◆ Your task ◆
Please find each line in the rows below that contains the string "calm" and copy it out, treating uppercase and lowercase as different.

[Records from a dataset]
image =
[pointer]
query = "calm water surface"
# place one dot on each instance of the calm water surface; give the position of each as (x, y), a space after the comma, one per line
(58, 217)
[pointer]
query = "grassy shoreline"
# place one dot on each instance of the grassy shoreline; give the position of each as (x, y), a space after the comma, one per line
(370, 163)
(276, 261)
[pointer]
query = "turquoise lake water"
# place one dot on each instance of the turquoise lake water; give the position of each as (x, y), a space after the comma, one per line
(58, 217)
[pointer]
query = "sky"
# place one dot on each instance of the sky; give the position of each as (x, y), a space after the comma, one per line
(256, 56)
...
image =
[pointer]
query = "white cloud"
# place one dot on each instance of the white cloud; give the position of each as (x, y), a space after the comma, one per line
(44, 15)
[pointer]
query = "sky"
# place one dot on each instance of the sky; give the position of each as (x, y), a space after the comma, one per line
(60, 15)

◆ Response to this task ◆
query = "calm water surface"
# place one dot on each instance of the calm water surface; give the position of each as (x, y), a space after the comma, one per line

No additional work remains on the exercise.